### Supplied passage

◆ ◆ ◆ ◆ ◆ ◆ ◆

Alas!, evidence for such a momentous emergency is entirely
lacking.
As David Ramsay Steele, writing in Liberty,
explained:
[START LIBERTY QUOTE:]
"In 1998, the newly organized and freshly
armed KLA launched an offensive against the Yugoslav government, rapidly
gaining control of many villages. Yugoslav forces struck back and largely
defeated the KLA."
[END LIBERTY QUOTE:]
If the Yugoslav army had "largely
defeated the KLA," then it was all over. A war that has ended is the
exact opposite of an urgent crisis.
Of course, the outcome of a war may be
unacceptable on moral grounds. But this was not the case, for the Yugoslav
army had just defeated a collection of brutal terrorists who preyed on the
same people they claimed to represent.
[START LIBERTY QUOTE:]
"The homicide toll rose to around 2,000 for that year.
About three quarters of these deaths were of Albanians. Many of the Albanian
deaths, however, were directly due to the KLA, which, like any new insurgent
group lacking broad popular support, had to persuade a largely reluctant
Albanian population to accept it as effectively a new government…The KLA
especially targeted Albanians who co-operated with the Yugoslav local
authorities."
[END LIBERTY QUOTE:]
If, as was blared in the mainstream Western press, the
Yugoslav army was bent on cleansing the Albanians out of Kosovo, or even on
systematically depriving them of their rights, this would have driven all
Albanians straight into the arms of the KLA and made them wildly popular.
Instead, we find:
1) that the Albanians are so uncooperative with the KLA’s
aims that much KLA violence is in fact directed against Albanians; and
2) that Albanian collaboration with the Yugoslav government was significant enough to
invite special KLA violence against Albanians loyal to Yugoslavia.
All of this
is consistent with the Yugoslav army’s claims to have been defending all
innocent civilians—Albanian and Serb—from the KLA terrorists. It is
also consistent with the Yugoslav government's claims that Albanians in Kosovo
were never
oppressed (quite the opposite), something that I can document with materials
from the US military itself! (click here)
Why did the KLA get any international
support?
It was well known that they were terrorists, and
earlier that same year (1998), US special envoy to the Balkans Robert Gelbard
had “condemned the actions of an ethnic Albanian underground group Kosovo
Liberation Army (UCK) which has claimed responsibility for a series of attacks
on Serb targets. ‘We condemn very strongly terrorist actions in Kosovo. The
UCK is, without any questions, a terrorist group [my emphasis],’
Gelbard said.”
It is now publicly known that the KLA finances itself by trafficking in heroin
and that it got both funds and personnel assistance from Al Qaeda.
The responsibility for the death toll in Kosovo can be laid at the KLA’s
feet. They were and are terrorists, behaving in the manner of unpopular
separatists everywhere by victimizing even the people they claimed to
represent. And this is who the Yugoslav army roundly defeated in 1998, pushing
them out of the province of Kosovo.

◆ ◆ ◆ ◆ ◆ ◆ ◆

### Material
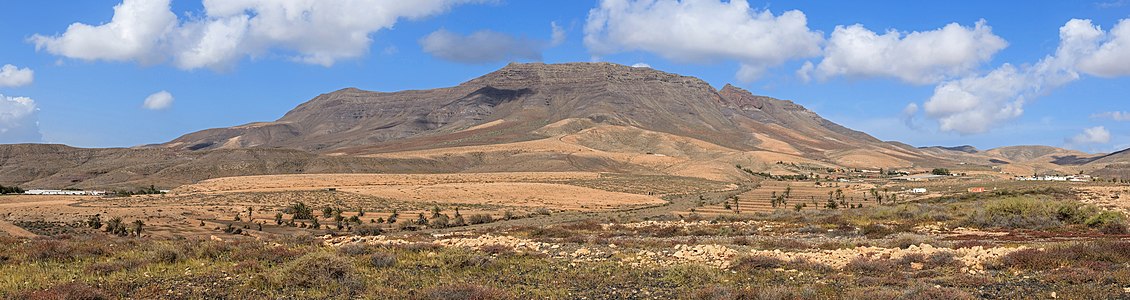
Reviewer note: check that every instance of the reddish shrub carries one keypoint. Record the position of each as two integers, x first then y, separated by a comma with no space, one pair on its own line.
463,291
67,291
756,262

◆ ◆ ◆ ◆ ◆ ◆ ◆

### Your tasks
a) In the Kosovo passage, who was the US special envoy to the Balkans who condemned the KLA in 1998?
b) Repeat the portion of the Kosovo passage that begins at the words "Why did the" and stops after the words "from Al Qaeda.".

### Full answers
a) Robert Gelbard.

b)
Why did the KLA get any international
support?
It was well known that they were terrorists, and
earlier that same year (1998), US special envoy to the Balkans Robert Gelbard
had “condemned the actions of an ethnic Albanian underground group Kosovo
Liberation Army (UCK) which has claimed responsibility for a series of attacks
on Serb targets. ‘We condemn very strongly terrorist actions in Kosovo. The
UCK is, without any questions, a terrorist group [my emphasis],’
Gelbard said.”
It is now publicly known that the KLA finances itself by trafficking in heroin
and that it got both funds and personnel assistance from Al Qaeda.